* _Exercise details_
Copy the records below exactly as they are written.

* _Saved entries_
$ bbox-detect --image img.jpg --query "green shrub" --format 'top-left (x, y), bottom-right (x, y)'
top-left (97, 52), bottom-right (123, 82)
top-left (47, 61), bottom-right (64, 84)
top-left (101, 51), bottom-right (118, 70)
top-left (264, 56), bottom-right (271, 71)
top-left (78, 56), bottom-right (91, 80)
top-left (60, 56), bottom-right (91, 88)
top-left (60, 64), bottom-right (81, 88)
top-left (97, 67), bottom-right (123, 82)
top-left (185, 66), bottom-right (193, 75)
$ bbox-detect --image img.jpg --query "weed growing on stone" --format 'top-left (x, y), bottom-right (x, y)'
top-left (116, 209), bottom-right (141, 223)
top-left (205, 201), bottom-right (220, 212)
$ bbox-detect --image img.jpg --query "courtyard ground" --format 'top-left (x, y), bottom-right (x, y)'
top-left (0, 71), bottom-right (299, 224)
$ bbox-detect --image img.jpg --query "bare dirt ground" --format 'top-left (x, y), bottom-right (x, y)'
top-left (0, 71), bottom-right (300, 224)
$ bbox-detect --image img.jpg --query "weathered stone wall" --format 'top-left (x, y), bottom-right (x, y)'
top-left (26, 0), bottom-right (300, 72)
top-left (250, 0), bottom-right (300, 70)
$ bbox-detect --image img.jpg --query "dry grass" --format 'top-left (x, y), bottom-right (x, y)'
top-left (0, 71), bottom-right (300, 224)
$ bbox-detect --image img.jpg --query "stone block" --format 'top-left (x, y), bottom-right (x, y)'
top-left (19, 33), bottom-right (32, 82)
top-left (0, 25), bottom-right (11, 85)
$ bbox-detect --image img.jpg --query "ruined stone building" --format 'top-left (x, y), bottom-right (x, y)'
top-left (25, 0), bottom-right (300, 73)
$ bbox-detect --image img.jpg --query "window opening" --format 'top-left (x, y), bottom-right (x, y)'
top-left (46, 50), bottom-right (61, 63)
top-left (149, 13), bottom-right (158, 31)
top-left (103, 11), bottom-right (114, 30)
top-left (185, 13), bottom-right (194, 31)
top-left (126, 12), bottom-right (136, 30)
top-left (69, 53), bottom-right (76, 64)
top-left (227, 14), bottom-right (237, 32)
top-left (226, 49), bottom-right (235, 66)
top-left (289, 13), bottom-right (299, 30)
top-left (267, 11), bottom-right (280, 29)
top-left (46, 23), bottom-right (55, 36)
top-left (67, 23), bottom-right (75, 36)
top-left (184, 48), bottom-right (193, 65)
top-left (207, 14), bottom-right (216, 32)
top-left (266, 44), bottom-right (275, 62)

* _Solution to this task_
$ bbox-detect --image img.jpg --query "green shrub" --format 'top-left (x, y), bottom-right (x, y)'
top-left (97, 52), bottom-right (123, 82)
top-left (47, 61), bottom-right (64, 84)
top-left (101, 51), bottom-right (118, 70)
top-left (264, 56), bottom-right (271, 71)
top-left (78, 56), bottom-right (91, 80)
top-left (60, 56), bottom-right (91, 88)
top-left (60, 64), bottom-right (81, 88)
top-left (97, 67), bottom-right (123, 82)
top-left (185, 66), bottom-right (193, 75)
$ bbox-detect --image img.jpg --query "weed growing on stone" --format 'top-left (x, y), bottom-right (x, y)'
top-left (116, 209), bottom-right (141, 223)
top-left (205, 201), bottom-right (220, 212)
$ bbox-detect --image img.jpg --query "courtyard ground" --format 'top-left (x, y), bottom-right (x, y)'
top-left (0, 71), bottom-right (299, 224)
$ bbox-detect --image img.jpg --query "bare dirt ground" --format 'top-left (x, y), bottom-right (x, y)'
top-left (0, 71), bottom-right (300, 224)
$ bbox-detect --image img.jpg --query "weathered stone wall" --format 'top-left (x, y), bottom-right (x, y)'
top-left (26, 0), bottom-right (300, 72)
top-left (250, 0), bottom-right (300, 70)
$ bbox-detect --image img.jpg --query "dry grass" --format 'top-left (x, y), bottom-right (x, y)'
top-left (0, 71), bottom-right (300, 224)
$ bbox-detect --image img.jpg --query "stone block" --format 'top-left (x, y), bottom-right (x, y)'
top-left (19, 33), bottom-right (32, 82)
top-left (0, 25), bottom-right (11, 85)
$ bbox-detect --image img.jpg --query "ruined stone building" --format 'top-left (x, y), bottom-right (x, y)'
top-left (25, 0), bottom-right (300, 73)
$ bbox-detect --image img.jpg --query "window opening" --format 'top-left (x, y), bottom-right (x, y)'
top-left (46, 50), bottom-right (61, 63)
top-left (149, 13), bottom-right (158, 31)
top-left (103, 11), bottom-right (114, 30)
top-left (185, 13), bottom-right (194, 31)
top-left (126, 12), bottom-right (136, 30)
top-left (69, 53), bottom-right (76, 64)
top-left (227, 14), bottom-right (237, 32)
top-left (226, 49), bottom-right (235, 66)
top-left (289, 13), bottom-right (299, 30)
top-left (267, 11), bottom-right (280, 29)
top-left (46, 23), bottom-right (55, 36)
top-left (67, 23), bottom-right (75, 36)
top-left (184, 48), bottom-right (193, 65)
top-left (207, 14), bottom-right (216, 32)
top-left (266, 44), bottom-right (275, 62)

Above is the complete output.